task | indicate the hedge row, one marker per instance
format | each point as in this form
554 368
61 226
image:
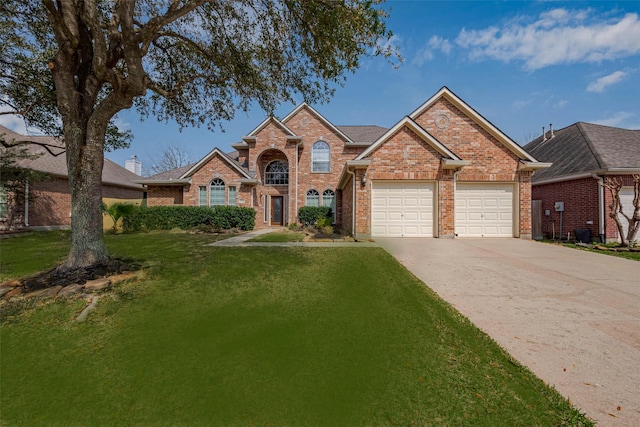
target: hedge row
309 215
188 217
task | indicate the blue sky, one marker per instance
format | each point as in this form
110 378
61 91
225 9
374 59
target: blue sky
522 65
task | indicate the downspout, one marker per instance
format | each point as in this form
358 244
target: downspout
455 184
603 238
353 204
297 164
26 203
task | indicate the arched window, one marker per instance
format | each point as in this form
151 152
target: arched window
329 199
313 198
276 173
216 192
320 157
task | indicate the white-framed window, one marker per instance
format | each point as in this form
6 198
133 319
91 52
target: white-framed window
276 173
216 190
3 202
232 195
329 199
320 157
202 195
313 198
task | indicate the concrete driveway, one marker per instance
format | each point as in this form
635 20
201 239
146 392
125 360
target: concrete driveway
571 316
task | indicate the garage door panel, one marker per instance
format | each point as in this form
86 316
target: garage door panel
484 210
402 209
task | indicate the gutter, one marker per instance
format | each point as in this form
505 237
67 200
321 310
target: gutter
26 203
297 166
164 182
601 216
569 177
353 203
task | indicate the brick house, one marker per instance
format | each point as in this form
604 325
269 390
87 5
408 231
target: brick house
46 204
443 171
583 154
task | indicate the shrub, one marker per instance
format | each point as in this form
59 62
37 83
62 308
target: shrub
310 215
190 217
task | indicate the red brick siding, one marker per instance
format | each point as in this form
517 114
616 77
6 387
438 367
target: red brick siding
312 130
347 206
524 199
164 195
490 159
580 197
50 202
217 168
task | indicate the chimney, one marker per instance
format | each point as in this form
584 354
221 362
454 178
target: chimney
133 165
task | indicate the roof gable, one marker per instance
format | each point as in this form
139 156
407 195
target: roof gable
215 152
415 127
276 122
320 117
447 94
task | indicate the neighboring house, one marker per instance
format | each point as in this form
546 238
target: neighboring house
47 203
442 171
583 154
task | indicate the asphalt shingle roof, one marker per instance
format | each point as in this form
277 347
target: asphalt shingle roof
51 159
585 147
363 134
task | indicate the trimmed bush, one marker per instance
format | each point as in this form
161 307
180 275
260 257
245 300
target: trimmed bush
189 217
310 215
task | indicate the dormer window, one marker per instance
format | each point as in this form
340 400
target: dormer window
320 157
216 195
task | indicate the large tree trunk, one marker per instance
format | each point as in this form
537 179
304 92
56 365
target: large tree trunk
85 162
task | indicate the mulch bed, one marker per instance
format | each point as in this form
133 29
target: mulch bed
63 277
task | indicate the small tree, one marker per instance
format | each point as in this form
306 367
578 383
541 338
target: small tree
616 210
118 211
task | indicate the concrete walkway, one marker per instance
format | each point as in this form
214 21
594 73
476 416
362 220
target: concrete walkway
243 240
572 317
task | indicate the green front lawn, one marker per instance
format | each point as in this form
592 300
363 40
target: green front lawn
258 336
279 236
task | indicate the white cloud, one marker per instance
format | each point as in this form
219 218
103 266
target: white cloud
520 104
619 119
558 36
427 53
599 85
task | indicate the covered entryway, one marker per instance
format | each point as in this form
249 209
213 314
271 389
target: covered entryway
402 209
484 210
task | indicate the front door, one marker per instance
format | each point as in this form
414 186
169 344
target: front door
276 210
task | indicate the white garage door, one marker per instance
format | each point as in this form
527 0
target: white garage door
626 200
402 209
484 210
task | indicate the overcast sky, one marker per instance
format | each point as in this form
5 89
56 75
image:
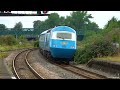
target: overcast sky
100 17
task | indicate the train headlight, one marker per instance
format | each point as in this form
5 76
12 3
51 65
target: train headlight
72 47
54 45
• • •
# WORK ORDER
Copy every entry exactly; drop the pictures.

# PROBLEM SOLUTION
task | indicate the hedge row, one marker per instance
format | each point as in this form
554 368
61 226
image:
target: hedge row
309 215
188 217
task | indicate the blue sky, one marker per instance
format | each point as in this form
110 378
61 91
225 9
374 59
target: blue sky
522 65
task | indicate the downspout, one marker per instance
format | each point as in this form
358 244
target: downspout
455 184
603 238
353 204
297 164
26 203
task | indicate the arched window, one marker per instance
format | each point as in this form
151 152
target: arched window
329 199
313 198
276 173
216 192
320 157
task | indicate the white-framed window, one marker per instance
format | each point as in this form
6 198
133 319
91 52
target: white-framed window
276 173
216 190
3 202
232 195
329 199
320 157
202 195
313 198
task | indicate the concrete driveway, one marker per instance
format | each point as in this form
635 20
201 239
146 392
125 360
target: concrete driveway
571 316
task | indicate the garage door panel, one marker per instance
format | each point as in this form
86 316
target: garage door panel
484 210
402 209
task | indicate the gutter, one marker per instance
format | each point as in this form
505 237
67 200
321 310
target: gutter
26 203
297 166
164 182
601 216
569 177
353 203
task | indicate the brick house, one marker per instance
format | each point as in this form
604 325
269 390
87 5
408 231
target: brick house
46 204
443 171
583 154
task | indicate the shrub, one marker per instance
format | each point as in this form
59 62
37 83
62 308
target: shrub
310 215
190 217
task | indicate the red brick siding, one marker per instance
format | each point as in this form
517 114
616 77
6 387
438 367
target: red brick siding
312 130
347 206
524 199
164 195
490 159
580 197
50 202
217 168
task | indicate the chimney, one marker per instance
format | each point as in this form
584 354
221 362
454 178
target: chimney
133 165
task | indicate the roof gable, one marker per instance
format | each point as in this form
139 156
407 195
target: roof gable
215 152
415 127
276 122
320 117
447 94
task | indicate the neighboring house, one marker per instance
format | each point as in this form
546 238
target: neighboring house
47 203
442 171
583 154
task | indicate the asphalt shingle roof, one marker per instance
format | each point as in this form
277 347
target: asphalt shingle roof
51 159
585 147
363 134
task | indicate the trimmed bush, one marker per instance
format | each point as in this form
161 307
180 275
260 257
245 300
target: trimmed bush
189 217
310 215
task | indicate the dormer window, one marker per instance
format | each point as in this form
340 400
target: dormer window
320 157
216 195
task | indicate the large tree trunk, one marker per instance
format | each point as in this form
537 179
304 92
56 365
target: large tree trunk
85 162
task | indicate the mulch bed, one marker per instance
format | each point as in this form
133 29
target: mulch bed
63 277
task | indicate the small tree, one marker per instance
format | each point as in this form
306 367
578 383
541 338
target: small tree
616 210
118 211
task | indicate the concrete walkway, one marker per instance
format | each point as in this form
214 21
594 73
476 416
362 220
target: concrete walkway
243 240
572 317
task | indicate the green front lawn, one marker per instance
format | each point as in this form
592 300
363 40
target: green front lawn
258 336
279 236
task | indicate the white cloud, one marker per instance
format | each point as in this form
219 218
103 266
target: white cloud
520 104
619 119
558 36
427 53
599 85
task | indicate the covered entryway, one marker per instance
format | each point as in this form
249 209
213 314
271 389
target: covered entryway
402 209
484 210
task | indicate the front door, one marker per instance
format | each point as in this form
414 186
169 344
target: front door
276 210
task | indicate the white garage door, one marker per instance
format | each point as in this form
527 0
target: white garage door
626 200
402 209
484 210
task | indicate the overcast sky, one marker per instance
format | each point as in this form
5 89
56 75
image:
target: overcast sky
100 17
task | indicate the train headlight, one marker per instance
format | each point as in this form
5 76
12 3
51 65
target: train headlight
72 47
54 45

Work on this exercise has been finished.